Set problem: Look for "Readme: the locator spots each instance of the grassy" in the records below, then copy that line and every line after it, exactly and with nothing added.

Pointing dataset records
++++++++++++++++++++
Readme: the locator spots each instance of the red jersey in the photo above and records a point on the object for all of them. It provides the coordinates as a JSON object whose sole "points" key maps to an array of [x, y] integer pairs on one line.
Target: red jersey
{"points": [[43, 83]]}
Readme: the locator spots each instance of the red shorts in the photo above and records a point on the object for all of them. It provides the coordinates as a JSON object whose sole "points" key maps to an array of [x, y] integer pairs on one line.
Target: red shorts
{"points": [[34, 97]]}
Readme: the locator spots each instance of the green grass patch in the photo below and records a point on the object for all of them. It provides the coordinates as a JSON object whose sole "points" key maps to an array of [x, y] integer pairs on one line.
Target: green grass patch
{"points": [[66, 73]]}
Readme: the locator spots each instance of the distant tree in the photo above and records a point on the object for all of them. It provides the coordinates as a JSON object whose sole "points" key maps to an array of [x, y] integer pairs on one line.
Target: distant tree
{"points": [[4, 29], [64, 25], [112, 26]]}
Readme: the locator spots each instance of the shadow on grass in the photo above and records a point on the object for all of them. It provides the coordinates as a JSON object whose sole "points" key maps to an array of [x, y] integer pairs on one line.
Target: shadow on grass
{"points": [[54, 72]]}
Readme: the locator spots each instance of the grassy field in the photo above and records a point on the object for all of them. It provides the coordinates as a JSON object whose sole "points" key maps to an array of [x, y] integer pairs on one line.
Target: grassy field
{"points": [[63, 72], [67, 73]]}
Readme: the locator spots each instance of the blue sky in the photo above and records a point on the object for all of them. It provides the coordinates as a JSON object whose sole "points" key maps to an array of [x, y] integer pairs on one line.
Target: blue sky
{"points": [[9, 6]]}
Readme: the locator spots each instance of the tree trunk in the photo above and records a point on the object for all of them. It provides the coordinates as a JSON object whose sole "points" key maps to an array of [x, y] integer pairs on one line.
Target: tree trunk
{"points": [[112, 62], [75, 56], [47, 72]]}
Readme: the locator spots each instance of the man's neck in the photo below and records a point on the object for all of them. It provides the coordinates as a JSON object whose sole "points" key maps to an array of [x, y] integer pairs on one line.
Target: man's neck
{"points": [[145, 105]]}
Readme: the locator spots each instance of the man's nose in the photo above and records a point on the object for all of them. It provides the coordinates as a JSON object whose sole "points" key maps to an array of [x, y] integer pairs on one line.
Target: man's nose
++++++++++++++++++++
Expected answer:
Readme: the locator spots each instance of the grassy field in the photo above and records a point on the object for all of them. It provides the coordinates as a JSON object whose sole "points" key maps to an array of [x, y] integer pairs on one line.
Target: grassy field
{"points": [[63, 72], [67, 73]]}
Readme: the locator spots each instance of the blue sky in the photo above and records a point on the object for all of them. It provides the coordinates as a JSON object whose sole "points" key maps to an array of [x, y] integer pairs on one line.
Target: blue sky
{"points": [[9, 6]]}
Readme: the locator spots each instance of the tree trunk in the photo above and records a point on the object for all of them. It provides the coordinates as a JSON object whose sole "points" key maps to an array of [x, y] integer pairs on one line.
Target: tree trunk
{"points": [[112, 62], [75, 56], [47, 72]]}
Readme: the locator spots each instance of the man's neck in the photo below and records a point on the object for all of them. It provides the coordinates as a JSON object whose sole "points" key maps to an array of [x, y] integer pairs on one line.
Target: man's neck
{"points": [[145, 105]]}
Readme: the locator spots each instance of the man's nose in the photo above and records a point on the object for all of them. It provides the coordinates as a JSON object whose sole "points" key maps to an array of [x, y] integer pairs on one line.
Target: man's nose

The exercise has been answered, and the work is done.